### EXERCISE
Your answer must be an exact copy of the records below, minus any images.

─── RECORDS FOR THIS TASK

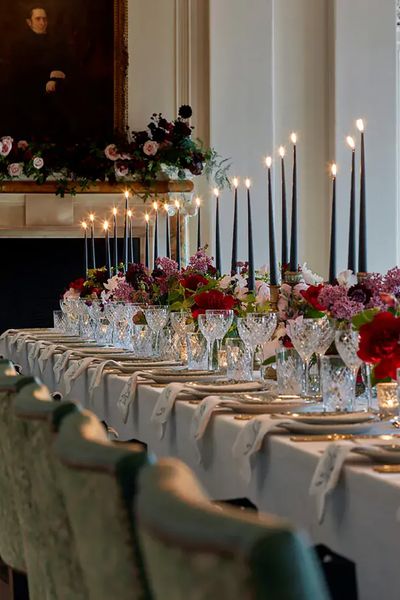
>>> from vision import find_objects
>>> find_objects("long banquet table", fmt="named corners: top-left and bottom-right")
top-left (2, 330), bottom-right (400, 600)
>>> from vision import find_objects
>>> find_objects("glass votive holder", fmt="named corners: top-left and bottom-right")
top-left (377, 381), bottom-right (399, 418)
top-left (53, 310), bottom-right (65, 332)
top-left (186, 332), bottom-right (208, 370)
top-left (275, 348), bottom-right (303, 395)
top-left (225, 338), bottom-right (252, 381)
top-left (320, 355), bottom-right (355, 412)
top-left (131, 325), bottom-right (153, 358)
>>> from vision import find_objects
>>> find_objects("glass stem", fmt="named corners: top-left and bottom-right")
top-left (207, 340), bottom-right (213, 371)
top-left (303, 358), bottom-right (310, 397)
top-left (351, 366), bottom-right (359, 409)
top-left (155, 331), bottom-right (160, 356)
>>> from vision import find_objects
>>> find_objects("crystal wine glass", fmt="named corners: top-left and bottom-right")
top-left (143, 306), bottom-right (170, 356)
top-left (237, 313), bottom-right (277, 378)
top-left (315, 316), bottom-right (335, 387)
top-left (198, 310), bottom-right (233, 371)
top-left (288, 318), bottom-right (321, 397)
top-left (335, 328), bottom-right (362, 403)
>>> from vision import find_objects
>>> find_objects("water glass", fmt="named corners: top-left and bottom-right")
top-left (199, 309), bottom-right (234, 371)
top-left (53, 310), bottom-right (65, 332)
top-left (60, 299), bottom-right (80, 335)
top-left (377, 381), bottom-right (399, 418)
top-left (288, 318), bottom-right (321, 396)
top-left (96, 316), bottom-right (113, 345)
top-left (320, 356), bottom-right (355, 412)
top-left (143, 306), bottom-right (170, 356)
top-left (237, 313), bottom-right (277, 374)
top-left (186, 332), bottom-right (208, 370)
top-left (275, 348), bottom-right (303, 395)
top-left (225, 338), bottom-right (252, 381)
top-left (131, 325), bottom-right (153, 358)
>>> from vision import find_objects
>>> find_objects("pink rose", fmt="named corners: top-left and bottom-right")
top-left (33, 156), bottom-right (44, 169)
top-left (0, 136), bottom-right (13, 157)
top-left (143, 140), bottom-right (159, 156)
top-left (8, 162), bottom-right (23, 177)
top-left (17, 140), bottom-right (28, 151)
top-left (104, 144), bottom-right (120, 161)
top-left (115, 163), bottom-right (129, 177)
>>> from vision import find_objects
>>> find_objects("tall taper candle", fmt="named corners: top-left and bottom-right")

──────

### EXPECTED ANSWER
>>> from vision import find_objects
>>> find_objects("long banquet table", fmt="named corners: top-left and bottom-right")
top-left (2, 330), bottom-right (400, 600)
>>> from vision import find_objects
>>> find_objects("glass votive holder", fmt="named corners: top-left and bottom-right")
top-left (377, 381), bottom-right (399, 418)
top-left (53, 310), bottom-right (65, 332)
top-left (186, 332), bottom-right (208, 370)
top-left (275, 348), bottom-right (303, 395)
top-left (225, 338), bottom-right (252, 381)
top-left (320, 355), bottom-right (355, 412)
top-left (131, 325), bottom-right (153, 358)
>>> from vision import find_objects
>>> find_objects("glass stem", fmt="named corners: top-left and bottom-right")
top-left (207, 340), bottom-right (213, 371)
top-left (303, 358), bottom-right (310, 397)
top-left (351, 366), bottom-right (359, 409)
top-left (155, 331), bottom-right (160, 356)
>>> from vision import find_objects
>>> find_objects("crystal wine glass", fmt="named corners: top-left and bottom-right")
top-left (143, 306), bottom-right (170, 356)
top-left (237, 313), bottom-right (277, 378)
top-left (315, 316), bottom-right (335, 387)
top-left (198, 310), bottom-right (233, 371)
top-left (288, 318), bottom-right (321, 397)
top-left (335, 328), bottom-right (362, 403)
>>> from vision import find_objects
>>> find_objects("water glass", fmt="named corners: top-left and bottom-right")
top-left (199, 309), bottom-right (234, 371)
top-left (53, 310), bottom-right (65, 332)
top-left (60, 299), bottom-right (80, 335)
top-left (377, 381), bottom-right (399, 418)
top-left (288, 318), bottom-right (321, 396)
top-left (96, 316), bottom-right (113, 345)
top-left (320, 356), bottom-right (355, 412)
top-left (143, 306), bottom-right (170, 356)
top-left (237, 313), bottom-right (277, 374)
top-left (186, 332), bottom-right (208, 370)
top-left (275, 348), bottom-right (303, 395)
top-left (225, 338), bottom-right (252, 381)
top-left (131, 325), bottom-right (153, 358)
>>> from vision import find_objects
>>> find_objects("pink rose", fmt="named corners: top-left and bottom-right")
top-left (33, 156), bottom-right (44, 169)
top-left (0, 136), bottom-right (13, 157)
top-left (143, 140), bottom-right (159, 156)
top-left (8, 162), bottom-right (23, 177)
top-left (17, 140), bottom-right (28, 151)
top-left (104, 144), bottom-right (120, 161)
top-left (115, 163), bottom-right (129, 177)
>>> from vision import find_objects
>>> find_objects("tall taper candle", fmt="named corners: top-left and bottom-right")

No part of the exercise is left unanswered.